GOAL: Restate the whole listing word for word. Pictures are left out.

MATERIAL SHOWN:
>> START
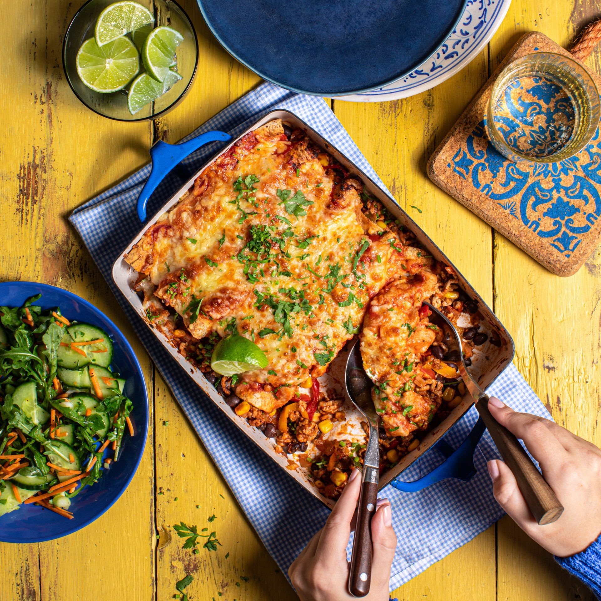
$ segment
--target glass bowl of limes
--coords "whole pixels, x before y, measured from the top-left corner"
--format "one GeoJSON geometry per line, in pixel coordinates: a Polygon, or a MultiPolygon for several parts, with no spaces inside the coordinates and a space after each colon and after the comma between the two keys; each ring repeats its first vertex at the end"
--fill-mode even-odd
{"type": "Polygon", "coordinates": [[[155,119],[190,88],[198,43],[174,0],[88,0],[73,17],[63,65],[75,95],[119,121],[155,119]]]}

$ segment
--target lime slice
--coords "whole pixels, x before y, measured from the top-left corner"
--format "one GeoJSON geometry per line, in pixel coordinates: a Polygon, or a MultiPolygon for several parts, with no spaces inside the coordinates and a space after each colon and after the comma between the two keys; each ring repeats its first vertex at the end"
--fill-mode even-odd
{"type": "Polygon", "coordinates": [[[177,84],[182,76],[177,71],[169,71],[165,81],[161,83],[148,73],[142,73],[132,82],[127,94],[127,108],[132,115],[135,115],[149,102],[163,96],[174,84],[177,84]]]}
{"type": "Polygon", "coordinates": [[[142,25],[154,22],[152,13],[141,4],[130,0],[116,2],[100,13],[94,36],[99,46],[104,46],[142,25]]]}
{"type": "Polygon", "coordinates": [[[148,34],[154,28],[154,23],[148,23],[147,25],[134,29],[132,32],[132,39],[133,43],[136,44],[136,47],[138,52],[142,52],[142,47],[146,41],[146,38],[148,37],[148,34]]]}
{"type": "Polygon", "coordinates": [[[157,27],[148,34],[142,48],[142,61],[149,75],[162,81],[174,64],[175,49],[184,37],[171,27],[157,27]]]}
{"type": "Polygon", "coordinates": [[[140,70],[138,50],[126,37],[102,47],[90,38],[82,44],[75,62],[81,81],[88,88],[103,93],[123,90],[140,70]]]}
{"type": "Polygon", "coordinates": [[[222,376],[233,376],[257,367],[266,367],[265,353],[252,341],[234,335],[221,340],[213,351],[211,369],[222,376]]]}

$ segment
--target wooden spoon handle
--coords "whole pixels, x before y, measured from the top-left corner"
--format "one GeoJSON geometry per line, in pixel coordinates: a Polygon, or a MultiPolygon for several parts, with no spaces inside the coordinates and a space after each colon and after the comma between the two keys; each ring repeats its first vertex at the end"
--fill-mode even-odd
{"type": "Polygon", "coordinates": [[[516,477],[534,519],[542,526],[555,522],[563,513],[563,507],[517,439],[493,417],[488,401],[489,397],[485,394],[478,399],[476,409],[503,460],[516,477]]]}
{"type": "MultiPolygon", "coordinates": [[[[368,471],[373,468],[365,467],[368,471]]],[[[349,592],[353,597],[365,597],[370,592],[371,581],[371,518],[376,513],[377,501],[377,480],[369,473],[361,484],[361,492],[357,508],[357,525],[353,541],[353,554],[349,573],[349,592]]]]}

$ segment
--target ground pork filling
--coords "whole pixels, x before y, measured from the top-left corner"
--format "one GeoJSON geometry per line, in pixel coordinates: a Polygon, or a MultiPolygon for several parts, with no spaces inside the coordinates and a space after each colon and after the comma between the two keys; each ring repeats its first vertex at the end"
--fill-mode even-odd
>> END
RESPONSE BELOW:
$ segment
--target glass bowl of limes
--coords "whole pixels, x before y, measured from the top-left corner"
--format "one GeoJSON geometry per line, in pixel coordinates: a Polygon, or a MultiPolygon for several parts, with no spaces inside the coordinates and a space after each colon and after the comma between the two keys; each ring repeats its first vertex at the end"
--fill-mode even-odd
{"type": "Polygon", "coordinates": [[[155,119],[190,88],[198,43],[174,0],[88,0],[73,17],[63,65],[75,95],[119,121],[155,119]]]}

$ segment
--target lime slice
--coords "whole pixels, x before y, measured from the top-left corner"
--format "one GeoJSON geometry per line, in pixel coordinates: a Polygon, or a MultiPolygon for several parts, with no spaces inside the coordinates and a space after each colon and after the comma between the two keys; each ring repeats its first vertex at the end"
--fill-mode even-odd
{"type": "Polygon", "coordinates": [[[177,84],[182,76],[177,71],[169,71],[165,81],[161,83],[148,73],[142,73],[132,82],[127,94],[127,108],[132,115],[135,115],[149,102],[163,96],[174,84],[177,84]]]}
{"type": "Polygon", "coordinates": [[[142,25],[154,22],[152,13],[141,4],[130,0],[116,2],[100,13],[94,36],[99,46],[104,46],[142,25]]]}
{"type": "Polygon", "coordinates": [[[148,34],[154,28],[154,23],[148,23],[147,25],[134,29],[132,32],[132,39],[133,43],[136,44],[136,47],[138,52],[142,52],[142,47],[146,41],[146,38],[148,37],[148,34]]]}
{"type": "Polygon", "coordinates": [[[157,27],[148,34],[142,48],[142,61],[149,75],[162,81],[174,64],[175,49],[184,37],[171,27],[157,27]]]}
{"type": "Polygon", "coordinates": [[[140,70],[138,50],[126,37],[102,47],[90,38],[82,44],[75,62],[81,81],[88,88],[103,93],[123,90],[140,70]]]}
{"type": "Polygon", "coordinates": [[[222,376],[233,376],[257,367],[266,367],[265,353],[252,341],[234,335],[221,340],[213,351],[211,369],[222,376]]]}

$ segment
--target wooden spoon handle
--coords "whole pixels, x before y, measured from the top-left corner"
--format "one GeoJSON geometry per line, in pixel coordinates: a Polygon, or a MultiPolygon for several parts, with no spaces inside the coordinates and a space after each colon and after the comma between the two keys; each ring repeats its first vertex at the end"
--fill-mode even-odd
{"type": "Polygon", "coordinates": [[[516,477],[534,519],[542,526],[555,522],[563,513],[563,507],[517,439],[493,417],[488,401],[489,397],[485,394],[478,399],[476,409],[503,460],[516,477]]]}
{"type": "MultiPolygon", "coordinates": [[[[368,471],[373,468],[365,467],[368,471]]],[[[349,592],[353,597],[365,597],[370,592],[371,581],[371,518],[376,513],[377,501],[377,480],[369,473],[361,484],[361,492],[357,508],[357,525],[353,541],[353,554],[349,573],[349,592]]]]}

$ segment
--target ground pork filling
--coords "whole pixels, x before y, measured from the top-left corner"
--format "one GeoJSON geometry per line, in pixel coordinates: a Polygon, or a MultiPolygon for several parts, with no spaces inside the coordinates and a space after each colon and after the comma between the two keys; each ring repeats its first vertex at the end"
--fill-mode even-odd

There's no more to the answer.